Apologists for Hamas don't want to explain what Hamas intended to accomplish with a series rocket-attacks on southern Israel between July and December 2008.

Did they think they could defeat Israel with a couple of bottle-rockets?

Or is it possible that they intended to provoke massive retaliation and buy "moral outrage" from the rest of the world at the price of Palestinian lives?

Meanwhile apologists for Israel adjust the parameters of discussion to frame a few rockets flying out of Gaza, and that frame is nested in yet another frame, also delimited by bombs and rockets, and so on all the way back to the creation of Israel, apparently ex nihilo, with the tacit assumption that opposition to the existence of Israel has always and only arisen out of the irrational intransigence of fundamentalist Islam.

But the entire foreign policy establishment of the United States opposed the creation of Israel, once upon a time, beginning at the top with Secretary of State George Marshall and Secretary of Defense James Forrestal.

Harry Truman eventually over-ruled the almost unanimous opposition of his military and diplomatic advisers, because in 1947 Harry Truman had a problem that he could not solve: where to put at least 250,000 displaced Jews after WWII.

Republican "heartlanders" were violently opposed to large-scale Jewish immigration, and Truman attributed the loss of a few Democratic seats in the 1946 election to Republican agitation about a mere 1000 Jews smuggled in by Henry Morgenthau. Accepting 250,000 Jewish immigrants looked like political suicide for the Democratic Party.

And, of course, no one else would take them in sufficient numbers to empty refugee camps from Kiev to London.

Truman also couldn't just walk away from the problem, and not only because of intense Jewish pressure in the United States, as anti-Israel propagandists often claim. An enormous crime had been committed by Germany, and committed in slow motion, with insane organization.

This was a nightmare that haunted the collective unconscious of the entire civilized world. How was such a thing possible? No one knew, and no one knows now.

So Harry Truman solved his problem at the expense of the indigenous population of Palestine, Israel was created, and hundreds of thousands of Palestinians fled into refugee camps where millions of them are still confined.

No powerful advocates argued for the resettlement of these refugees, and their collective nightmare was just beginning. The Arab world refused to absorb the great majority of displaced Palestinians in 1947, and still refuses to issue more than a miserly trickle of immigration visas. Even now the border between Gaza and Egypt is gated and guarded on the Egyptian side just as mercilessly as the analogous border is guarded by Israel.

Now Israel exists, in spite of George Marshall's opposition, and James Forrestal's opposition, and the opposition of almost anybody else anywhere who had a realistic appreciation of what the creation of Israel would involve, and I do not mean to exclude Jewish supporters of the creation of Israel from the category of people who had absolutely no idea what they were doing.

◆ **Try it**:
Return, word for word, the portion of the commentary on Hamas and the creation of Israel running from "And, of course, no" down to "one knows now.".

Point localization data:
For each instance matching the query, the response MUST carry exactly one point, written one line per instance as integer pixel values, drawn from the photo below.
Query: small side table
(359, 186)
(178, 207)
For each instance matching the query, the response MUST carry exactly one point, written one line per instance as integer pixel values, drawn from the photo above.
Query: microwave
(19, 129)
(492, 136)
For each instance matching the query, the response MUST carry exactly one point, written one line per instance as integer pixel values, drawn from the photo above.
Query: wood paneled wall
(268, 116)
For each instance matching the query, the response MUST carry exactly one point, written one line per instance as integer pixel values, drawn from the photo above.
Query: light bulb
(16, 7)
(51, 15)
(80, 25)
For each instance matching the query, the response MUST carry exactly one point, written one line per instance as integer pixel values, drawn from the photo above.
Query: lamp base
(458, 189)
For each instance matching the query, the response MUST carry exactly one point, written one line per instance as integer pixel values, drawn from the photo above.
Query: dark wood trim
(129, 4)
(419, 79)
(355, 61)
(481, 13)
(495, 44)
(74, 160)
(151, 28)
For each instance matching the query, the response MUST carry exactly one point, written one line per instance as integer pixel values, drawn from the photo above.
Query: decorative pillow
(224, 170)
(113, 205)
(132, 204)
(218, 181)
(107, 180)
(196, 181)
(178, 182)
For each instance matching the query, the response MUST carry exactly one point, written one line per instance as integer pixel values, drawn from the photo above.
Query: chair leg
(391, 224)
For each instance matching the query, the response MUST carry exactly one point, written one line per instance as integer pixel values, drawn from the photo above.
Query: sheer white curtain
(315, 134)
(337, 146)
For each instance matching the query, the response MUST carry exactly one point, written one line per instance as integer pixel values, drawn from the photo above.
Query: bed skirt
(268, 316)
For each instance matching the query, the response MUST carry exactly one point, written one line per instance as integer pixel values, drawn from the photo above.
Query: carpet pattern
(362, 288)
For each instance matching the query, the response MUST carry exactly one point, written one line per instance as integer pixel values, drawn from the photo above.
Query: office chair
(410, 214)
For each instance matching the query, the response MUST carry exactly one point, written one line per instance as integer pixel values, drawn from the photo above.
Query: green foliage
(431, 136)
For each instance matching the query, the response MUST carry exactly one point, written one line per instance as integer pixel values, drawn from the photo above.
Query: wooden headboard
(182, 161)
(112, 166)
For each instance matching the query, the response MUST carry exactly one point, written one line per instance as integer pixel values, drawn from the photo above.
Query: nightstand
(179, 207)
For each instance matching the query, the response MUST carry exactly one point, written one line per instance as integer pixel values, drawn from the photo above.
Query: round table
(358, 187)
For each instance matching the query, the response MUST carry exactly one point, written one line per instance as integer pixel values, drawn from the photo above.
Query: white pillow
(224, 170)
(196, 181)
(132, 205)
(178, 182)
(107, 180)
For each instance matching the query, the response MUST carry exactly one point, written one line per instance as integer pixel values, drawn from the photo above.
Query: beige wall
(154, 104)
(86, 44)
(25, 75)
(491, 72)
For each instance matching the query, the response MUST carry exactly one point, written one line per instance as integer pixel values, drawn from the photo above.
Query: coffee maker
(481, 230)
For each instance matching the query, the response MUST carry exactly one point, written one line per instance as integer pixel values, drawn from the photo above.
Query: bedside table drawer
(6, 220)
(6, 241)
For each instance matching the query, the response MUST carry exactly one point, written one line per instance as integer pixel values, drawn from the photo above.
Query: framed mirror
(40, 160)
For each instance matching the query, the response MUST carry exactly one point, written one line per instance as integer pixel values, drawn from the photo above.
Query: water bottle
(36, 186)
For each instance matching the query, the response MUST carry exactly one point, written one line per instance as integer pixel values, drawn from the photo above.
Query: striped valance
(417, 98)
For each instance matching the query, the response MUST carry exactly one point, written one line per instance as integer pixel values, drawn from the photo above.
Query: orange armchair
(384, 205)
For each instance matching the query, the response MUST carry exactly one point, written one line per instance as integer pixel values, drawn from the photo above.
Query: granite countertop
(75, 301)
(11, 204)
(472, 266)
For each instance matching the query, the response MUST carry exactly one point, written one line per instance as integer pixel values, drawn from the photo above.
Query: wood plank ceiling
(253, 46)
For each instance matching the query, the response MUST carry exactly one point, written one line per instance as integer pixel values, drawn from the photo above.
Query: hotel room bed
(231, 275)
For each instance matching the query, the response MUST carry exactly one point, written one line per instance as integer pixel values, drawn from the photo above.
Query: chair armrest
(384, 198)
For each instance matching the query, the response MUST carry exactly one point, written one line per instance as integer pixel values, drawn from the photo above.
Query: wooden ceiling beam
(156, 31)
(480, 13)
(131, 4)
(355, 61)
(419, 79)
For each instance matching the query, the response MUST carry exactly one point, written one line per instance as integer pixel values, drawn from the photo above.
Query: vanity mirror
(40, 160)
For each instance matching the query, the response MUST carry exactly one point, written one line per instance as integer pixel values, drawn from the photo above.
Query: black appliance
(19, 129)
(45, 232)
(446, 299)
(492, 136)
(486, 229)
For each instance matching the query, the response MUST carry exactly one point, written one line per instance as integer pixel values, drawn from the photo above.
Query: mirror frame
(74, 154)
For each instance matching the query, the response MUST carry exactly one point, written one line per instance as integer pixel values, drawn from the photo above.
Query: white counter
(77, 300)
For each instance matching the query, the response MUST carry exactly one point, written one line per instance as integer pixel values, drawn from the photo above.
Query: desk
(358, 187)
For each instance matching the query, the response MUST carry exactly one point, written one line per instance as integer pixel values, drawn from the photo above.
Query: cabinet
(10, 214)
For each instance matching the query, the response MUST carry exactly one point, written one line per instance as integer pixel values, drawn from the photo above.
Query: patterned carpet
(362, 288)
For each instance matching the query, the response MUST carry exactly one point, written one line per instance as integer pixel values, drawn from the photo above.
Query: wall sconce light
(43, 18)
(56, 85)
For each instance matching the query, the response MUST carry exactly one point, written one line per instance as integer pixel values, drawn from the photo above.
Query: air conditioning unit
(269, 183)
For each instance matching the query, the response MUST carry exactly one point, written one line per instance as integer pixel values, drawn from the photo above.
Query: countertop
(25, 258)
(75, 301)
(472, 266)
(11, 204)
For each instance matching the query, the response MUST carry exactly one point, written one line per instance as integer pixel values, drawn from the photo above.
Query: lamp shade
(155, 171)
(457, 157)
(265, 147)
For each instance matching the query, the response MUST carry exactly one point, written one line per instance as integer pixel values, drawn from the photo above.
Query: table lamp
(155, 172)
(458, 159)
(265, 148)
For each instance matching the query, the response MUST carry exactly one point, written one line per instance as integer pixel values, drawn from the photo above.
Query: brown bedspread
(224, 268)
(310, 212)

◆ **Completed exercise**:
And, of course, no one else would take them in sufficient numbers to empty refugee camps from Kiev to London.

Truman also couldn't just walk away from the problem, and not only because of intense Jewish pressure in the United States, as anti-Israel propagandists often claim. An enormous crime had been committed by Germany, and committed in slow motion, with insane organization.

This was a nightmare that haunted the collective unconscious of the entire civilized world. How was such a thing possible? No one knew, and no one knows now.